#### [SUPPLIED PASSAGE]
My recipes come from a variety of sources in print, online, and in my head. Here you can find links to online sources and the full recipes of those I’ve created (or at least liberally adapted).

From February: Mocha Cheesecake(pdf).

1½ cups Oreo cookie crumbs

¼ cup butter, melted

16oz Cream Cheese

1 cup sugar

1 Tbs corn starch

3 eggs

2 tsp vanilla extract

¼ tsp salt

24 oz sour cream

2 ½ cups of chocolate, chopped (semi-sweet and/or white; if using white chocolate, use baking chocolate and not chocolate chips)

2.5 Tbs instant coffee granules (4 packets Nescafe Taster’s Choice)

¼ tsp cinnamon

1 Tbs hot water

3 Tbs. butter


  1. Combine cookie crumbs and butter, press into greased 9” springform pan and bake 350 degrees for 10 minutes.
  2. Beat cream cheese and sugar in mixer with whisk attachment until creamy.
  3. Beat in corn starch.
  4. Add eggs one at a time, beating between additions & scraping down the sides as necessary.
  5. Beat in vanilla and salt.
  6. Beat in sour cream, just until blended
  7. Melt 2 cups of chocolate in microwave in 20 second bursts at 50% power, or according to package directions. Set aside to cool.

#### [DATA RECORDS]
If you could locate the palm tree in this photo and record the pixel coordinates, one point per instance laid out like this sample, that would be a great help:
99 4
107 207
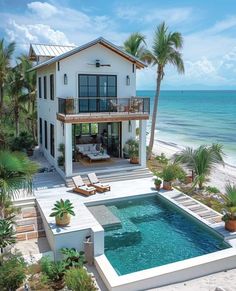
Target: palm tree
165 50
16 172
6 53
201 161
135 45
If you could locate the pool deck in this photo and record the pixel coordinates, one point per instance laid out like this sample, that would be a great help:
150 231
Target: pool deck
159 276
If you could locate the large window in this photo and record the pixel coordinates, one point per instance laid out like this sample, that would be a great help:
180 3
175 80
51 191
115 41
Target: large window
52 87
97 86
45 87
94 92
40 131
45 134
52 140
40 87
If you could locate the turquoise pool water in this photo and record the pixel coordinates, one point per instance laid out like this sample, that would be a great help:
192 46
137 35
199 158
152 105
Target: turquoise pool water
154 233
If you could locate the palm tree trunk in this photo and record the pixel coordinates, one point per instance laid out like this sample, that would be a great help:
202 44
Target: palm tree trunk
1 99
155 107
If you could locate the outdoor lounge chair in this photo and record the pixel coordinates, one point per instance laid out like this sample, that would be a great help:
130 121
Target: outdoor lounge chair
95 183
82 188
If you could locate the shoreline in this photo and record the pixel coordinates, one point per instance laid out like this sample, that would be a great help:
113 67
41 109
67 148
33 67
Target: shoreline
220 174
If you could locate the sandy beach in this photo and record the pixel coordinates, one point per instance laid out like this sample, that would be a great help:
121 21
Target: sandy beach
219 176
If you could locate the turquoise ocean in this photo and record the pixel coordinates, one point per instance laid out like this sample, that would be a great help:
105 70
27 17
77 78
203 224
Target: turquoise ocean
192 118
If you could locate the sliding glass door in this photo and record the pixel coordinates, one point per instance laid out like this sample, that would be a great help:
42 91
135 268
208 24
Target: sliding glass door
95 92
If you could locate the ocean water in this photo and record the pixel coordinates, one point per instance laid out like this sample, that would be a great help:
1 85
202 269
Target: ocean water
155 233
197 117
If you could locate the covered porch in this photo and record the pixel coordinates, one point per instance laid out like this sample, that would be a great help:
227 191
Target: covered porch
108 140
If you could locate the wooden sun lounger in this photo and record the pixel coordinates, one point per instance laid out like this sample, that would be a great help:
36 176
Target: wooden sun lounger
95 183
81 187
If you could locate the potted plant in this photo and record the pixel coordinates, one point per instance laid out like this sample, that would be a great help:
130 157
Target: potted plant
229 216
62 211
170 173
61 158
69 105
157 183
133 151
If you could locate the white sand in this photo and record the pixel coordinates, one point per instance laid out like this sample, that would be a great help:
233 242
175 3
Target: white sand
224 280
219 176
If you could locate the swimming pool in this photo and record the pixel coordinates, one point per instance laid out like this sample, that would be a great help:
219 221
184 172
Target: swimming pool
153 233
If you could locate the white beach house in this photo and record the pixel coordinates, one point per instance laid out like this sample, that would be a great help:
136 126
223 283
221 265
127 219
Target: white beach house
87 102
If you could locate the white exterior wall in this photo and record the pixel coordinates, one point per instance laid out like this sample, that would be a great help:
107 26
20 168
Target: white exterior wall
47 110
72 66
79 64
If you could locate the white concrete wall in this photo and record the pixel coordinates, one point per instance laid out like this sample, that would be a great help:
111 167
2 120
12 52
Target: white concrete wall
127 133
79 64
47 110
72 66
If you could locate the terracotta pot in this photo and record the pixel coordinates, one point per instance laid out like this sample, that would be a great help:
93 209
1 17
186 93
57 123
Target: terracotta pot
230 225
167 185
189 179
158 186
64 220
134 160
30 152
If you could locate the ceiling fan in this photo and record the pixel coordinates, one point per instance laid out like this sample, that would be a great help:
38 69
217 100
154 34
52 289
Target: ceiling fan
97 64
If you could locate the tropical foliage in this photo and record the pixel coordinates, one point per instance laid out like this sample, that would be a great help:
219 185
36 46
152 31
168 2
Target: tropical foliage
230 202
7 234
62 207
16 172
13 273
77 279
201 161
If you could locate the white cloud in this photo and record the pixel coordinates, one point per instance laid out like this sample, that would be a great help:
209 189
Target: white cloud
136 14
35 33
43 9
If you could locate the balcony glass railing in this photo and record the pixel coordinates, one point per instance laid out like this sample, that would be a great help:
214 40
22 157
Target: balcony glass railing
108 105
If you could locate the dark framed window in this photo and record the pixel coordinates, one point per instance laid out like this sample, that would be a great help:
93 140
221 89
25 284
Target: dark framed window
52 140
45 134
94 91
40 87
40 131
97 86
52 87
45 87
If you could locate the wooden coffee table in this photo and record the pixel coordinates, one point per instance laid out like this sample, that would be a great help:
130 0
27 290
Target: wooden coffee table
98 157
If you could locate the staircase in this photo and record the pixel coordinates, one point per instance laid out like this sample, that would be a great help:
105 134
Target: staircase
29 223
117 176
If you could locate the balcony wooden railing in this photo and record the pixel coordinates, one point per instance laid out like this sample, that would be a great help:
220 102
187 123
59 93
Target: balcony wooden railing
69 106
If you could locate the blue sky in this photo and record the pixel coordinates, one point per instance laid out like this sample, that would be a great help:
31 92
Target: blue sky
208 28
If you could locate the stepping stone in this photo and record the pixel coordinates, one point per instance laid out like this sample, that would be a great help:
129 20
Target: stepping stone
104 216
189 203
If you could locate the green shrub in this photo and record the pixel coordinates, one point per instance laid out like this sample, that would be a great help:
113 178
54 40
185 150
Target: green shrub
73 258
162 159
12 273
77 279
212 190
53 270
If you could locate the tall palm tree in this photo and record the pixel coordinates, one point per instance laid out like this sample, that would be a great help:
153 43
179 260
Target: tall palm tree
135 45
201 161
16 172
6 53
165 50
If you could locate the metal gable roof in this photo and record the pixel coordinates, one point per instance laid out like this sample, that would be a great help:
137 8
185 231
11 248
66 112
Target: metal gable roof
101 41
47 50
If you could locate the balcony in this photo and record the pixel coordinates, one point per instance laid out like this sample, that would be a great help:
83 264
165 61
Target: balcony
102 109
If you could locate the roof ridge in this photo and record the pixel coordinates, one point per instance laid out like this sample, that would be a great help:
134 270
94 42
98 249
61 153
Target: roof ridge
54 44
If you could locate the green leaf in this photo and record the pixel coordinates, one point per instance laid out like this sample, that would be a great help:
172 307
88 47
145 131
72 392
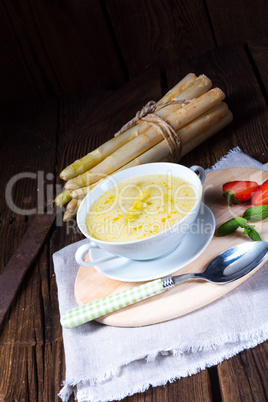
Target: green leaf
242 222
228 227
254 235
256 213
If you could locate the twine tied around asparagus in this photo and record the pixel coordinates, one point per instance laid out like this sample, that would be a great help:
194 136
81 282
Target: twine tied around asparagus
147 115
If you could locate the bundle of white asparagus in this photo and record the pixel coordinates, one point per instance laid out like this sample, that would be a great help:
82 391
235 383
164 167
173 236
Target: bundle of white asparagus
201 115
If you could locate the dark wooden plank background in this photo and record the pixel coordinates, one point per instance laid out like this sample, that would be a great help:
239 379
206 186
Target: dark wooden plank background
59 61
53 47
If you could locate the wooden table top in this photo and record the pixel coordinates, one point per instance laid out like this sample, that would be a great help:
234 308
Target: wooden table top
41 139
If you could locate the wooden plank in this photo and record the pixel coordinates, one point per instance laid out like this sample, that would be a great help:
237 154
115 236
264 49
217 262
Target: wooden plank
48 49
238 21
194 388
242 377
28 145
158 32
244 98
259 53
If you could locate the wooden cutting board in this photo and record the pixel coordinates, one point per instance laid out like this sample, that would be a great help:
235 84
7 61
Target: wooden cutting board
188 296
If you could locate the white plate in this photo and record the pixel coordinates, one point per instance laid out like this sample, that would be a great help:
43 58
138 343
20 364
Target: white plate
126 270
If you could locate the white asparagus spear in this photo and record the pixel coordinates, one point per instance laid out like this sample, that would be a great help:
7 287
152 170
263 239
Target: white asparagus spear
63 198
146 140
209 132
198 128
159 152
96 156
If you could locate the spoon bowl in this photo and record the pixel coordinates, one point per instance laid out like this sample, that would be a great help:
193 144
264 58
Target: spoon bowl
227 267
235 262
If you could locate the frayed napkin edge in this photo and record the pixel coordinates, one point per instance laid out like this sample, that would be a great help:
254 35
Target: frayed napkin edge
243 342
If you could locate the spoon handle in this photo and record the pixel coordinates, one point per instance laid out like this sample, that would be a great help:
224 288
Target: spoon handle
81 314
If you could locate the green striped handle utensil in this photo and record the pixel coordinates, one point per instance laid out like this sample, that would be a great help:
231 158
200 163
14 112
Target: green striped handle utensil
87 312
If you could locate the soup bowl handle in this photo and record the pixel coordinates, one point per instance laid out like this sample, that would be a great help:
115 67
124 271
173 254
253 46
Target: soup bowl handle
201 173
82 250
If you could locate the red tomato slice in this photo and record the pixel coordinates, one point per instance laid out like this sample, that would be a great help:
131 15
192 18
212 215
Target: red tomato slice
261 195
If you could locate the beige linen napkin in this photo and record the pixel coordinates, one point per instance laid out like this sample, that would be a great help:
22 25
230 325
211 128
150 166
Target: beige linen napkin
109 363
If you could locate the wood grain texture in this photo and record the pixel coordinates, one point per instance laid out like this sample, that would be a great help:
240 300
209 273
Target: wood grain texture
156 33
259 53
32 363
237 21
50 48
230 69
241 378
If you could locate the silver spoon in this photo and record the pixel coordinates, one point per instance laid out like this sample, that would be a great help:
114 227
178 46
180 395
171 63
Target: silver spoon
227 267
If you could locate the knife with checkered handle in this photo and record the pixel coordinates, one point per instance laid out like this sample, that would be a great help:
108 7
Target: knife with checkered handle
98 308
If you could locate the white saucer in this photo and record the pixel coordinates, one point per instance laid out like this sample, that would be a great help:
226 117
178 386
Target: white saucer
126 270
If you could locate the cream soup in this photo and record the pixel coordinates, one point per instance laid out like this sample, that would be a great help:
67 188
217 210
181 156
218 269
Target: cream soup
140 207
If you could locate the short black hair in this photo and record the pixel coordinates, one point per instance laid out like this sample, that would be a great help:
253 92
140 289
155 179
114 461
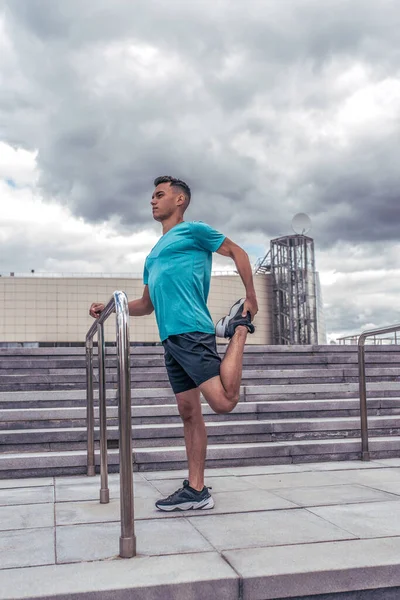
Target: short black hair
174 183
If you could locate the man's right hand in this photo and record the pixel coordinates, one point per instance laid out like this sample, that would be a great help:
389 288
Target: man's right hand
95 309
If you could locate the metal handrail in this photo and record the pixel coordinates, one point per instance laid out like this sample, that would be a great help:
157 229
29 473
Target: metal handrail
363 386
118 304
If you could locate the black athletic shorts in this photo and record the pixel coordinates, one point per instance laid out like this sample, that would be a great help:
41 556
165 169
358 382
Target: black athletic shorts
191 359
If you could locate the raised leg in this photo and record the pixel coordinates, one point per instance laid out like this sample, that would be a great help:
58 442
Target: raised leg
222 392
195 435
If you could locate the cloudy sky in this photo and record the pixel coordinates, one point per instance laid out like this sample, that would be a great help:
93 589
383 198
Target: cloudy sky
266 108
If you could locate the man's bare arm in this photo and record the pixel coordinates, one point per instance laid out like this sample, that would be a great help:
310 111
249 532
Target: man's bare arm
143 306
242 262
137 308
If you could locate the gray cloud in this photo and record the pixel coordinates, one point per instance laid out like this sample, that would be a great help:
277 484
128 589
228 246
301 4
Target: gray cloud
266 109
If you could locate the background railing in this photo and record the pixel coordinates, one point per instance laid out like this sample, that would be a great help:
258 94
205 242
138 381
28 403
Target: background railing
363 385
119 305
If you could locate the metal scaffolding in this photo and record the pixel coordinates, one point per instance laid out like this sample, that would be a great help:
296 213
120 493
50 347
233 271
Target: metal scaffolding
291 262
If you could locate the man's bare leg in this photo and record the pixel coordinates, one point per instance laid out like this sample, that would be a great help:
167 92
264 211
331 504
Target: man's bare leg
189 407
232 364
223 392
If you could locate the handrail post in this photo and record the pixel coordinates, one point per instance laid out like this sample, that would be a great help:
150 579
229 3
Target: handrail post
90 408
127 542
119 305
104 491
363 399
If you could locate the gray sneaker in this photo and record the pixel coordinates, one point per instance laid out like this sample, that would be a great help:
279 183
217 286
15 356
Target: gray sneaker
186 498
227 325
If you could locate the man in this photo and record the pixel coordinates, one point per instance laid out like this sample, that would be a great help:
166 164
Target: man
177 276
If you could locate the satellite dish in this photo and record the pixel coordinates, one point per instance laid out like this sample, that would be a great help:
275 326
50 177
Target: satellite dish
301 223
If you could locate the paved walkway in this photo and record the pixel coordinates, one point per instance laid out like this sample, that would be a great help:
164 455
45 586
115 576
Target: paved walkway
276 532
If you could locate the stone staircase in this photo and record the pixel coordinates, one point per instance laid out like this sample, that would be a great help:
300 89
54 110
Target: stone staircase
298 404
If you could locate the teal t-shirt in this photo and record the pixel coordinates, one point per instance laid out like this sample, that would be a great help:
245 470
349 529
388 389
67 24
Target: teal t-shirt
178 273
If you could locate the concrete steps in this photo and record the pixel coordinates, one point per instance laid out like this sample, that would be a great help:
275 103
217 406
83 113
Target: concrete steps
73 462
297 404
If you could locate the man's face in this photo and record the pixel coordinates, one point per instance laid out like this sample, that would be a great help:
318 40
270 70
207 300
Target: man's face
163 202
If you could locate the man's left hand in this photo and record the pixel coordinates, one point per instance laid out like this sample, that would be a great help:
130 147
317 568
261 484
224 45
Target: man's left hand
250 306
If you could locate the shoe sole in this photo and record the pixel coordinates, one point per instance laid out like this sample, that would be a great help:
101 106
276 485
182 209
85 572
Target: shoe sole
223 323
203 505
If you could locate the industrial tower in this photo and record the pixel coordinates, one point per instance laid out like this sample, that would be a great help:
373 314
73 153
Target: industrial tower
291 263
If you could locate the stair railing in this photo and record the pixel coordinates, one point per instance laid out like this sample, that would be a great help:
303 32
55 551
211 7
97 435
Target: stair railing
118 304
363 386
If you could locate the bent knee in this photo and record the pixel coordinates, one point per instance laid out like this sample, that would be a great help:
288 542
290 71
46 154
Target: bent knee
226 403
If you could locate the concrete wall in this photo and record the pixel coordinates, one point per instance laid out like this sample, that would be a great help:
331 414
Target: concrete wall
55 309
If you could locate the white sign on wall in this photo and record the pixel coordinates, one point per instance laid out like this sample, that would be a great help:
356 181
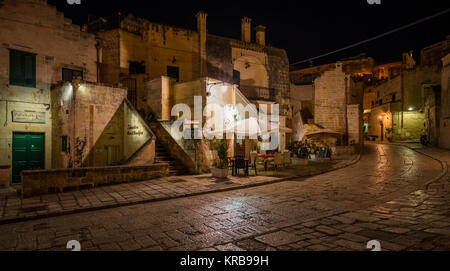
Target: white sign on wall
28 117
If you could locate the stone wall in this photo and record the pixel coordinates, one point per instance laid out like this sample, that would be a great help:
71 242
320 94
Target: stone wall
444 138
101 126
330 101
39 182
355 127
301 101
219 58
5 178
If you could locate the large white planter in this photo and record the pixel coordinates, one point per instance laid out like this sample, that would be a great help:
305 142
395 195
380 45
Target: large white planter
219 173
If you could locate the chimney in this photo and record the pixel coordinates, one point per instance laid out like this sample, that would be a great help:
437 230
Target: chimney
261 35
201 28
246 29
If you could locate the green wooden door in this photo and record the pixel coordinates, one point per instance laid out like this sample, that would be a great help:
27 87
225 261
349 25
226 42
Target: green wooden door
28 153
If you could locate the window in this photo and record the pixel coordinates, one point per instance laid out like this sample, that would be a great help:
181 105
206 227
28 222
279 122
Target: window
236 77
137 67
64 144
69 74
111 155
22 68
173 72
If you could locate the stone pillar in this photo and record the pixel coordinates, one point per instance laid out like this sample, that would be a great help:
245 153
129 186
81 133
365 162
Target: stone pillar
246 31
201 28
261 35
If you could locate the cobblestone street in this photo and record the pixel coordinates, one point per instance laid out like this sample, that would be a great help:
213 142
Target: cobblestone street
384 197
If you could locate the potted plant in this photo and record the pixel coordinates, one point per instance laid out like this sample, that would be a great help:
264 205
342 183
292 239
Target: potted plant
220 169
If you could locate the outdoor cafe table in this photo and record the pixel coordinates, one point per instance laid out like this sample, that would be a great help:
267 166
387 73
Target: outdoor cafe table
265 157
234 171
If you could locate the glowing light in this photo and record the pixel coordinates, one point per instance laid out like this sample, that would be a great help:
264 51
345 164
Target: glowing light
223 88
68 91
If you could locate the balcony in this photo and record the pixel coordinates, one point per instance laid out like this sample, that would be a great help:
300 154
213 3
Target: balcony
258 93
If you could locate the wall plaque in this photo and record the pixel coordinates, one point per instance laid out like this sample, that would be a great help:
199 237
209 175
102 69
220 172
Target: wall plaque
28 117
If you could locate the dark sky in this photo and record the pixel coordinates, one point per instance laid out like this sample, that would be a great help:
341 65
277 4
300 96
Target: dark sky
304 28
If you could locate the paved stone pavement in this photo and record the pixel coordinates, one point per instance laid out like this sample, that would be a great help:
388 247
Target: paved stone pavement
382 198
13 208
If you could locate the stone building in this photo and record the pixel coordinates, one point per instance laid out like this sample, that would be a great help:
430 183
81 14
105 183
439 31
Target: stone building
399 112
41 51
433 54
331 97
444 131
164 65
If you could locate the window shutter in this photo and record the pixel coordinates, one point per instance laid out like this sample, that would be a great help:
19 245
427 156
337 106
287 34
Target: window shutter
30 70
22 69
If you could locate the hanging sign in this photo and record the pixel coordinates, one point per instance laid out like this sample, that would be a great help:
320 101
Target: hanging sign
28 117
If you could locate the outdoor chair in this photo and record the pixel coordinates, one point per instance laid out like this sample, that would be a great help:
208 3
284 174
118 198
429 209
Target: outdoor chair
324 153
303 153
253 160
277 160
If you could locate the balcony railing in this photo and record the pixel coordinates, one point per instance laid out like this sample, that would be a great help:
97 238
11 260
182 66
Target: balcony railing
258 93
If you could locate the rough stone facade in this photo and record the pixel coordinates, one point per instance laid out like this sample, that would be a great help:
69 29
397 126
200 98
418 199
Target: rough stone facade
100 126
195 55
302 109
433 54
444 138
37 28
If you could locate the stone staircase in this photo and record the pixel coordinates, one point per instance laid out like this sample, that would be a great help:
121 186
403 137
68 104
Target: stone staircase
163 156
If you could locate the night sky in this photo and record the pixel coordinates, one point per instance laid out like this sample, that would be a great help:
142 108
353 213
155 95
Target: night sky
304 28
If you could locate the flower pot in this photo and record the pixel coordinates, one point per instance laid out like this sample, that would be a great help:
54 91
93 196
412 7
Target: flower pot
219 173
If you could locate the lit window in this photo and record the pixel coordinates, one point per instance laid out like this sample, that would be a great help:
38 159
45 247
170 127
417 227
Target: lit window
22 68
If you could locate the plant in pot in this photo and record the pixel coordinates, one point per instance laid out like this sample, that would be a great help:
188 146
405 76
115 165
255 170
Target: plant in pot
313 151
220 169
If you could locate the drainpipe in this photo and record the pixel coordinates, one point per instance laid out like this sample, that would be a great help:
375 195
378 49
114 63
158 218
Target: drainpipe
347 82
402 88
99 51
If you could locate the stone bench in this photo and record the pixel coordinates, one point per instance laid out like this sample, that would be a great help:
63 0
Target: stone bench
38 182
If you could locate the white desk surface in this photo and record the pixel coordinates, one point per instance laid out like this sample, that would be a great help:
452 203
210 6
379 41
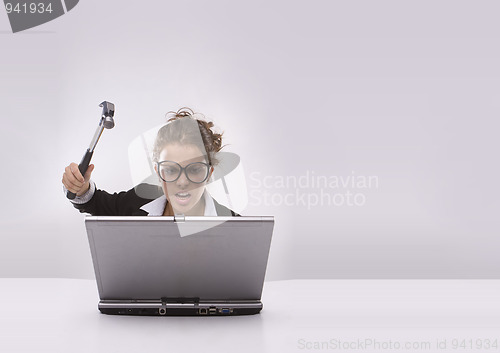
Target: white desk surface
60 315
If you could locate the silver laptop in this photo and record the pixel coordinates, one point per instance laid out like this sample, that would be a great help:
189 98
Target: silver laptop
180 265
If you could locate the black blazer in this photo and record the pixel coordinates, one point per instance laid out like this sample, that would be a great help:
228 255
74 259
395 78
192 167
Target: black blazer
129 203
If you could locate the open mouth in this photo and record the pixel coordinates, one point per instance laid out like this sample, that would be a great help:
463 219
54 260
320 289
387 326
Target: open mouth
183 197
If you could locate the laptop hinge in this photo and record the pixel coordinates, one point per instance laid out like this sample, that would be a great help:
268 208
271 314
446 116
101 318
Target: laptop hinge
179 218
182 300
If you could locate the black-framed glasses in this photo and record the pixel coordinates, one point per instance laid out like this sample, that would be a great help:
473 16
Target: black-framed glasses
170 171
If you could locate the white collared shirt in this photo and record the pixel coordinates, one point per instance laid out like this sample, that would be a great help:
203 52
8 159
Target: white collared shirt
157 206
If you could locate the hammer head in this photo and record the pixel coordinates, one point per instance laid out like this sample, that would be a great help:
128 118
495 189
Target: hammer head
108 112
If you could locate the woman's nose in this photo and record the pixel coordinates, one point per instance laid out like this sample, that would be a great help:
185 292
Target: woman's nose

#### [JOBS]
1. In the mocha cheesecake recipe, at what temperature and for how long is the crust baked?
2. Count the lines of the entries that contain the string "bent". Reply with the number only.

#### [ANSWERS FOR THIS EXERCISE]
1. At 350 degrees for 10 minutes.

2. 2